**Supplied records:**
--------------------

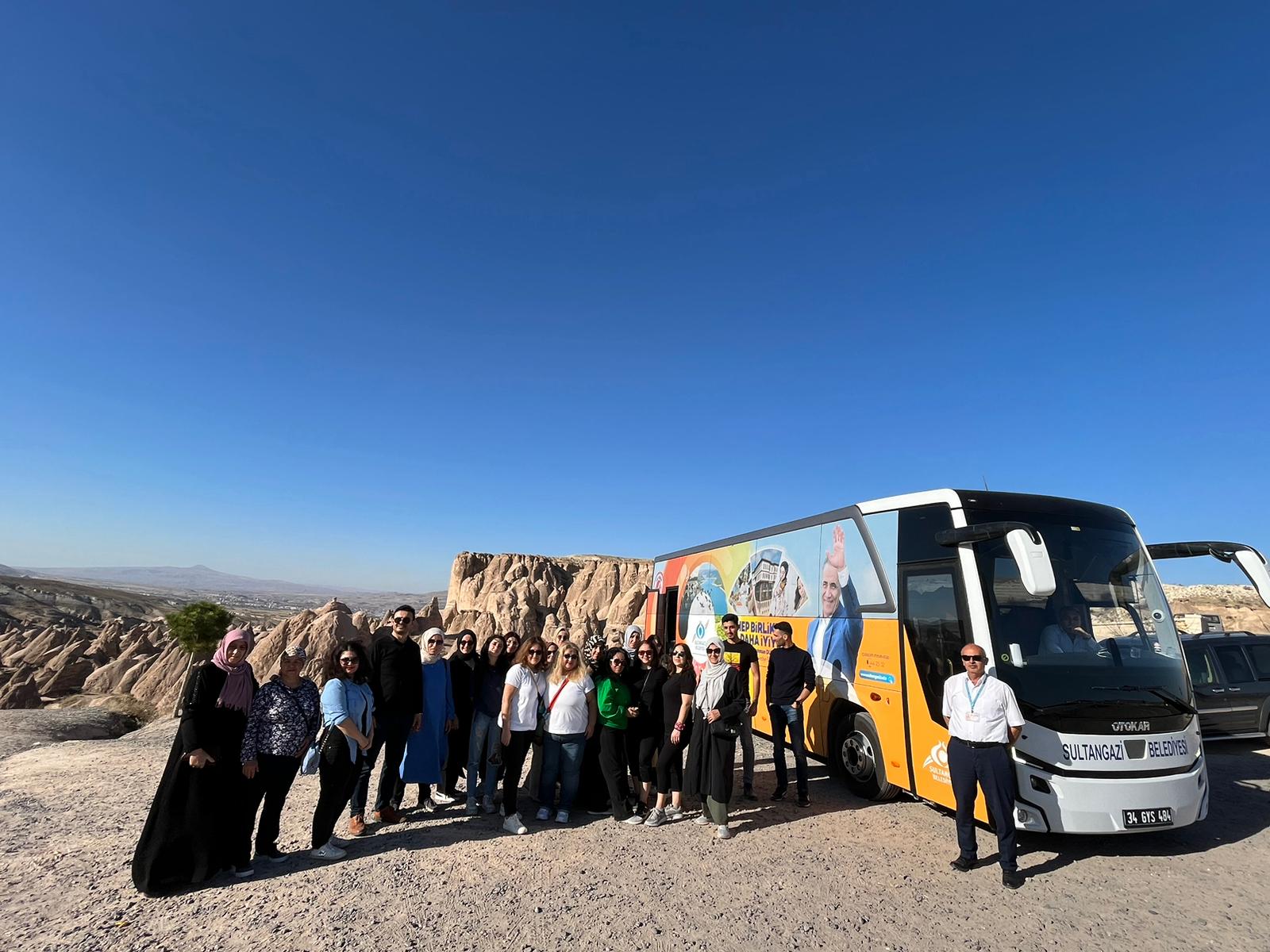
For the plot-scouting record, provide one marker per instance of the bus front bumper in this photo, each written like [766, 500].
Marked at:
[1051, 803]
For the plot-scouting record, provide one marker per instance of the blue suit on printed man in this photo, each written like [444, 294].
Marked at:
[835, 643]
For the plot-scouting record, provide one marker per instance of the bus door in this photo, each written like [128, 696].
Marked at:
[933, 608]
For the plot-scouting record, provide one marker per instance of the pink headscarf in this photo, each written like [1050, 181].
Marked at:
[237, 693]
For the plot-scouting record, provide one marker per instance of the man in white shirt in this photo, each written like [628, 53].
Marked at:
[983, 721]
[1068, 636]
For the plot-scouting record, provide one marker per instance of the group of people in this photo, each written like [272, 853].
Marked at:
[618, 729]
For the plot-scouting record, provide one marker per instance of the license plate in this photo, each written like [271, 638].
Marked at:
[1160, 816]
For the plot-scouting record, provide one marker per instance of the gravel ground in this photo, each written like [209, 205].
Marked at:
[844, 875]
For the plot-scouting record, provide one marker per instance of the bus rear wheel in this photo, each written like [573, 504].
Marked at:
[856, 755]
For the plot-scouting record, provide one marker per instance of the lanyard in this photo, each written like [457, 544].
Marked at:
[975, 700]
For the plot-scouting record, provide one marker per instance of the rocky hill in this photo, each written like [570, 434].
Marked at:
[67, 645]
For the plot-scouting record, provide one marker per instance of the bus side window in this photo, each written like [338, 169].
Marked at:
[935, 632]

--------------------

**What you are asked to do:** The reply should consist only of the line containing "like [338, 169]." and all lines after it in the listing above, reproduced exactly.

**Answer space:**
For the plot-scouting record, provide one marker per instance of the bus side window in this photo, each written like [338, 169].
Marked at:
[935, 632]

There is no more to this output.